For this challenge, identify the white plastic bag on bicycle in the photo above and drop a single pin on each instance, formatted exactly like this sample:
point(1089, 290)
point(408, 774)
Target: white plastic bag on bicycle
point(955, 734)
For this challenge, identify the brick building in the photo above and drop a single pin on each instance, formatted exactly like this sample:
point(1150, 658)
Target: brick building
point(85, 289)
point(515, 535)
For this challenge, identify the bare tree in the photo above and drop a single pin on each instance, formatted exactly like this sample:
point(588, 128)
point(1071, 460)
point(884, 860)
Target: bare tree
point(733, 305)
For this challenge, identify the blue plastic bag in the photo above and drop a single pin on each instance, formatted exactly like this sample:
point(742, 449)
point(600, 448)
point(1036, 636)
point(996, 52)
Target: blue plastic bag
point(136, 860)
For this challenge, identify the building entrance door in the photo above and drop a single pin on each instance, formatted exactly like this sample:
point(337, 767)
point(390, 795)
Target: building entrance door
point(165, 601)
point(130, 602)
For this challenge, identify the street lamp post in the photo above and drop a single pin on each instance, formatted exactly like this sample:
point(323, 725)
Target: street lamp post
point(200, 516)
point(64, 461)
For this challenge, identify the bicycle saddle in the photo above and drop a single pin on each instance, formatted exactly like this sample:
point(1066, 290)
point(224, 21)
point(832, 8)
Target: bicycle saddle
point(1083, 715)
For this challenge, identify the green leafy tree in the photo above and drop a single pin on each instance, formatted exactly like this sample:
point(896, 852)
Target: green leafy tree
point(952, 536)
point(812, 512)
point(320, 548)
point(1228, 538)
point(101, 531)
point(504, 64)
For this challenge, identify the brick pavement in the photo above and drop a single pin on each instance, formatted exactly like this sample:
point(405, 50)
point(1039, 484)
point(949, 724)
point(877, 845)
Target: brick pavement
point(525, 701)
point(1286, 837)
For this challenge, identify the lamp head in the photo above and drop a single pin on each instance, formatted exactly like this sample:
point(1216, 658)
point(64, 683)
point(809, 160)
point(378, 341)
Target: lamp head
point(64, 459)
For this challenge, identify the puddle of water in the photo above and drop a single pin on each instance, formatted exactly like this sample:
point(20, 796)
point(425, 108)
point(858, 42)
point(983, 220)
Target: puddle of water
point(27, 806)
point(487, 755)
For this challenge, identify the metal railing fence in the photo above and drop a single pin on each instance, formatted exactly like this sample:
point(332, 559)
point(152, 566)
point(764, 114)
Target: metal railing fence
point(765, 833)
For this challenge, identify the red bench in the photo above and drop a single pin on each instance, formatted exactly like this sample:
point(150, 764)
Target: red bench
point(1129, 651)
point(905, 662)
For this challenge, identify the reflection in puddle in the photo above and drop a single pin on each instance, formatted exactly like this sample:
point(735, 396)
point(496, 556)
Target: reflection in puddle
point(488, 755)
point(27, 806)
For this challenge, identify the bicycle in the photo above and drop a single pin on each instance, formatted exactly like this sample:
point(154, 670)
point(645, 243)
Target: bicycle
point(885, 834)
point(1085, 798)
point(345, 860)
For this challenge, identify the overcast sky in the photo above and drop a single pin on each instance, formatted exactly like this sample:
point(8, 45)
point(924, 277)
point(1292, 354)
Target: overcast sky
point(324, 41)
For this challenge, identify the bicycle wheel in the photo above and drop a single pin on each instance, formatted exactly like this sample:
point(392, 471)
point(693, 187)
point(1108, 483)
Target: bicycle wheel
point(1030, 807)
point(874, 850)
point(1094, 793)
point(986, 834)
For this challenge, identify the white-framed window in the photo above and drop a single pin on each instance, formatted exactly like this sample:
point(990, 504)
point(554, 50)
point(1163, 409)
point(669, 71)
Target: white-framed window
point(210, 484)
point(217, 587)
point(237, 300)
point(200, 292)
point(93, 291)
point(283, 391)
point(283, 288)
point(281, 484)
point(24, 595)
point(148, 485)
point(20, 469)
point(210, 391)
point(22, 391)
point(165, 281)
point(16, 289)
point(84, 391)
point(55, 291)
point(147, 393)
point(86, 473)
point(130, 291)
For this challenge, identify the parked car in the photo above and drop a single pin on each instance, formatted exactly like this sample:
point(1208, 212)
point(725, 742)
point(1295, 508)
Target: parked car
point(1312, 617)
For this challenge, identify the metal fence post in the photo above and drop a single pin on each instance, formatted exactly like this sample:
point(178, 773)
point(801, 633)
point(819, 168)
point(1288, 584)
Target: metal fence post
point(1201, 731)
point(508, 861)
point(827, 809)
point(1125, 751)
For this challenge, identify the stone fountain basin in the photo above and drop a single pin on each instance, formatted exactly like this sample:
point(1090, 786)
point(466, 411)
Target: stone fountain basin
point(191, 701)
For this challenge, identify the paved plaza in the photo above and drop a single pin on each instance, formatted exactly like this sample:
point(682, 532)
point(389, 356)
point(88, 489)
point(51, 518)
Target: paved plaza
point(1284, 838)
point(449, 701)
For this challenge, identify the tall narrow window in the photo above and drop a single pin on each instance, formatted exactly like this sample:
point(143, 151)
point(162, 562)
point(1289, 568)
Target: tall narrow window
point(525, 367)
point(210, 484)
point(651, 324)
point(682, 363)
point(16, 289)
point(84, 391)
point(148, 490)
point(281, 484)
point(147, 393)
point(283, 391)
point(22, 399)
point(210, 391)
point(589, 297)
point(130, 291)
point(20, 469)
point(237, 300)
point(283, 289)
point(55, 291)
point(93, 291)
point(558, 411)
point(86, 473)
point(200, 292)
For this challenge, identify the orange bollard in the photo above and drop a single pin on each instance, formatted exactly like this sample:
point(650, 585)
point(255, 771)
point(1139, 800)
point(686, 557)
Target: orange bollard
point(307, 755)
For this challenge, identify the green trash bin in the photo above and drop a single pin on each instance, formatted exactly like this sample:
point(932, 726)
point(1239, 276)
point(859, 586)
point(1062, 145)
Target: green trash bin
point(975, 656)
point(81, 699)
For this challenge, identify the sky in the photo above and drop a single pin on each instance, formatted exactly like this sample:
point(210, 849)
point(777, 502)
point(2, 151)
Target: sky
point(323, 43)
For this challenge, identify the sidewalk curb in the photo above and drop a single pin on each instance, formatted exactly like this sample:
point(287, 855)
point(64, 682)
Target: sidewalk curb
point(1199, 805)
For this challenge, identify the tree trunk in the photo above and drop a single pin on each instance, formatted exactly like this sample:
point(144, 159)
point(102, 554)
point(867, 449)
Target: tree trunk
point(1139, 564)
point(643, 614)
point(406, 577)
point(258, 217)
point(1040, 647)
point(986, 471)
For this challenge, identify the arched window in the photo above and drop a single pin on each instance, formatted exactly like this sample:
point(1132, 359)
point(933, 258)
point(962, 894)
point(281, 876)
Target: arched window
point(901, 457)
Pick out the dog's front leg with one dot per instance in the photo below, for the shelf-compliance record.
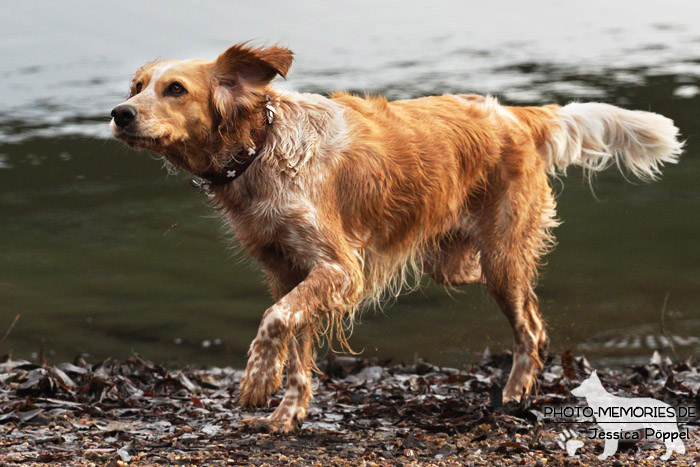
(329, 288)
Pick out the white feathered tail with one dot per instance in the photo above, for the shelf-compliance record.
(594, 135)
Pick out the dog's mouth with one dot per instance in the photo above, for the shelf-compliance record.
(138, 141)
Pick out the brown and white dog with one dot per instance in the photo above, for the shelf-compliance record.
(339, 198)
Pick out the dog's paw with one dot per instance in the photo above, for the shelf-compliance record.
(567, 440)
(257, 387)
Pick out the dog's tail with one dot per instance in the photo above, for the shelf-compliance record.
(595, 135)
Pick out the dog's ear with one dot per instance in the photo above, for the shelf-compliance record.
(252, 66)
(239, 78)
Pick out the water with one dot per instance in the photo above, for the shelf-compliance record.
(101, 252)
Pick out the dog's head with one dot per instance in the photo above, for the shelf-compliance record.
(193, 110)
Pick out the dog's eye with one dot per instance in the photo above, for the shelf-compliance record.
(176, 89)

**WHAT IS REQUIRED**
None of the pictures belongs in the answer, but all the entries must be repeated exactly.

**EXERCISE ANSWER**
For this challenge, identify the white plastic bag on bicycle in the photo above and drop a single pin on each instance, formatted exactly like this sample:
point(1089, 290)
point(408, 774)
Target: white plastic bag on bicycle
point(955, 734)
For this challenge, identify the brick building in the photo above and drop a single pin on each instance, formatted exactly like this sample:
point(1150, 658)
Target: brick building
point(85, 289)
point(515, 535)
For this challenge, identify the bare tree in the photo above and drop a single pin on each instance, formatted exactly like this sample:
point(588, 128)
point(1071, 460)
point(884, 860)
Target: bare tree
point(733, 305)
For this challenge, identify the blue plastic bag in the photo above and drop a single pin on each instance, formatted exactly like this sample:
point(742, 449)
point(600, 448)
point(1036, 636)
point(996, 52)
Target: blue plastic bag
point(136, 860)
For this challenge, identify the building entrance door in the photo above and drop a single pin on each instance, formatted exactly like this sample:
point(337, 767)
point(390, 795)
Target: building entrance door
point(165, 601)
point(130, 602)
For this challenge, identify the street lamp post in the photo above and drop a single pin on each instance, formatted exactly like this sample:
point(323, 725)
Target: street lamp post
point(200, 516)
point(64, 461)
For this challenge, identify the bicycle saddle in the photo above and drop a single pin on each instance, formatted exactly like this sample:
point(1066, 290)
point(224, 21)
point(832, 8)
Target: bicycle saddle
point(1083, 715)
For this challenge, identify the green leafy tree in the photo above and drop a single pin on each instance, formatted exactly like this sample:
point(896, 852)
Target: green leafy tree
point(952, 536)
point(812, 512)
point(320, 548)
point(1228, 538)
point(101, 531)
point(504, 64)
For this challenge, identify the brick pavement in the photo above and drop a single pin on each instance, formatted exactly like this sample:
point(405, 50)
point(1039, 484)
point(949, 724)
point(877, 845)
Target: brick pavement
point(525, 701)
point(1286, 837)
For this challenge, identify the lamp head in the photo above and drop a single pin on each instance, formatted exactly like this sample:
point(1216, 658)
point(64, 683)
point(809, 160)
point(378, 341)
Target: lamp head
point(64, 459)
For this challenge, identify the puddle of water in the photo above and drop a single pin on each instance, formatted exactly like this sample:
point(20, 796)
point(425, 108)
point(858, 42)
point(983, 220)
Target: puddle of water
point(27, 806)
point(487, 755)
For this challenge, identify the metal railing fence in the photo above and drop a single pin on each instance, formatted exactly like this sample:
point(332, 559)
point(152, 566)
point(764, 114)
Target: metal railing fence
point(765, 833)
For this challenge, identify the red bench in the photo above and drop a single pin on each instance, formatted exactly like this sample:
point(150, 764)
Target: red bench
point(1129, 651)
point(905, 662)
For this challenge, identify the reflection in puddle in the photo above and drop a single pin on each instance, formatted exactly like this sample:
point(735, 396)
point(496, 556)
Target: reflection in puddle
point(488, 755)
point(27, 806)
For this challenge, identify the bicycle in the photo above and drop a single pin on each instance, formatted exactly like this sample:
point(154, 670)
point(645, 243)
Target: bicycle
point(885, 834)
point(1085, 798)
point(345, 860)
For this challenge, identify the overcast sky in the photo above and drop a single pin on each instance, formatted exactly like this sample:
point(8, 45)
point(924, 277)
point(1292, 354)
Target: overcast sky
point(324, 41)
For this challenge, identify the bicycle wheel in the photo above and drop a single pin on each instance, formatted exactly like this sample:
point(392, 471)
point(693, 187)
point(1108, 483)
Target: bicycle wheel
point(1030, 807)
point(874, 850)
point(1094, 793)
point(986, 834)
For this challenge, identify the white-framed window in the photo above and drop a single pin on each instance, formatted exactly like this sample:
point(990, 504)
point(554, 50)
point(1163, 409)
point(669, 71)
Target: white-framed window
point(210, 484)
point(217, 587)
point(237, 300)
point(200, 292)
point(93, 291)
point(283, 391)
point(283, 288)
point(281, 484)
point(24, 595)
point(148, 485)
point(20, 469)
point(210, 391)
point(22, 391)
point(165, 281)
point(16, 289)
point(84, 391)
point(55, 291)
point(147, 393)
point(86, 473)
point(130, 291)
For this challenge, identify the parked car in the photo above and drop a single pin on each instance, formatted exactly like this sample:
point(1208, 212)
point(725, 742)
point(1295, 508)
Target: parked car
point(1312, 617)
For this challenge, identify the metal fence post in the photo above and drop a single pin on each instance, formatted exactly like this sample:
point(178, 773)
point(801, 633)
point(819, 168)
point(1288, 584)
Target: metal fence post
point(1201, 731)
point(508, 861)
point(827, 809)
point(1125, 751)
For this challenge, identify the stone fountain basin in the photo above and drop a single pin on each instance, formatted exactly like this sample:
point(1090, 786)
point(466, 411)
Target: stone fountain basin
point(191, 701)
For this challenge, identify the paved plaza in the photo above and drop a single pin on each instance, formatted exactly like this sample:
point(682, 532)
point(389, 356)
point(88, 489)
point(51, 518)
Target: paved plaza
point(1284, 838)
point(449, 701)
For this challenge, identify the tall narrow window in the photo above and drop a single pin on each instance, formatted exactly like this sample:
point(143, 151)
point(162, 562)
point(1289, 568)
Target: tall narrow window
point(525, 367)
point(210, 484)
point(651, 324)
point(682, 363)
point(16, 289)
point(84, 391)
point(148, 490)
point(281, 484)
point(147, 393)
point(283, 391)
point(22, 399)
point(210, 391)
point(589, 297)
point(130, 291)
point(20, 469)
point(237, 300)
point(283, 289)
point(55, 291)
point(93, 291)
point(558, 411)
point(86, 473)
point(200, 292)
For this challenge, identify the orange bollard in the photo above and drop a single pin on each instance, formatted exactly like this sample:
point(650, 585)
point(255, 771)
point(1139, 800)
point(686, 557)
Target: orange bollard
point(307, 755)
For this challenge, identify the green trash bin in the photo above and drop a single pin on each instance, formatted exactly like this sample:
point(932, 726)
point(1239, 276)
point(859, 586)
point(1062, 145)
Target: green trash bin
point(975, 656)
point(81, 699)
For this challenge, identify the sky in the photo above and drop a single pin on each instance, formatted exactly like this sample:
point(210, 849)
point(777, 502)
point(2, 151)
Target: sky
point(323, 43)
For this challenge, identify the sidewalk curb in the photo above and drop a single pin on each instance, formatted exactly like this sample:
point(287, 855)
point(64, 682)
Target: sidewalk curb
point(1199, 805)
For this challenge, identify the tree trunk in the photo above and drop a single pin on each instance, formatted exactly like this sample:
point(144, 159)
point(102, 554)
point(867, 449)
Target: tree trunk
point(1139, 564)
point(643, 614)
point(406, 577)
point(258, 217)
point(1040, 647)
point(986, 471)
For this challenge, identify the arched window in the photo above and drop a single pin on each instance, formatted exactly like this sample:
point(1132, 359)
point(933, 258)
point(962, 894)
point(281, 876)
Target: arched window
point(901, 457)
Pick out the dog's front leg with one dot per instance in the photo below, for the shelf-compliance record.
(329, 288)
Pick out the white feathered tail with one dot per instance in the photo above, for the shelf-compliance record.
(594, 135)
Pick out the dog's mouth with one dot per instance in the photo above, for the shelf-compliance record.
(138, 141)
Pick out the brown and white dog with one dot per instance in the photo above, for the shelf-compliance record.
(339, 198)
Pick out the dog's paw with one dot per instance in the photo above, for the shelf-compliance record.
(567, 440)
(257, 387)
Pick out the dog's tail with one dot per instance in the photo above, for the shelf-compliance record.
(595, 135)
Pick out the dog's ear with one dot per instance in the photo above, for the shelf-compliance record.
(252, 66)
(239, 78)
Pick out the water with one dot per instance in the photo above, for the shelf-compliance record.
(101, 252)
Pick out the dog's head with one dot per instance in the photo above, for the shelf-compliance record.
(193, 110)
Pick out the dog's eye with one dot per instance in the photo above, for the shelf-compliance record.
(176, 89)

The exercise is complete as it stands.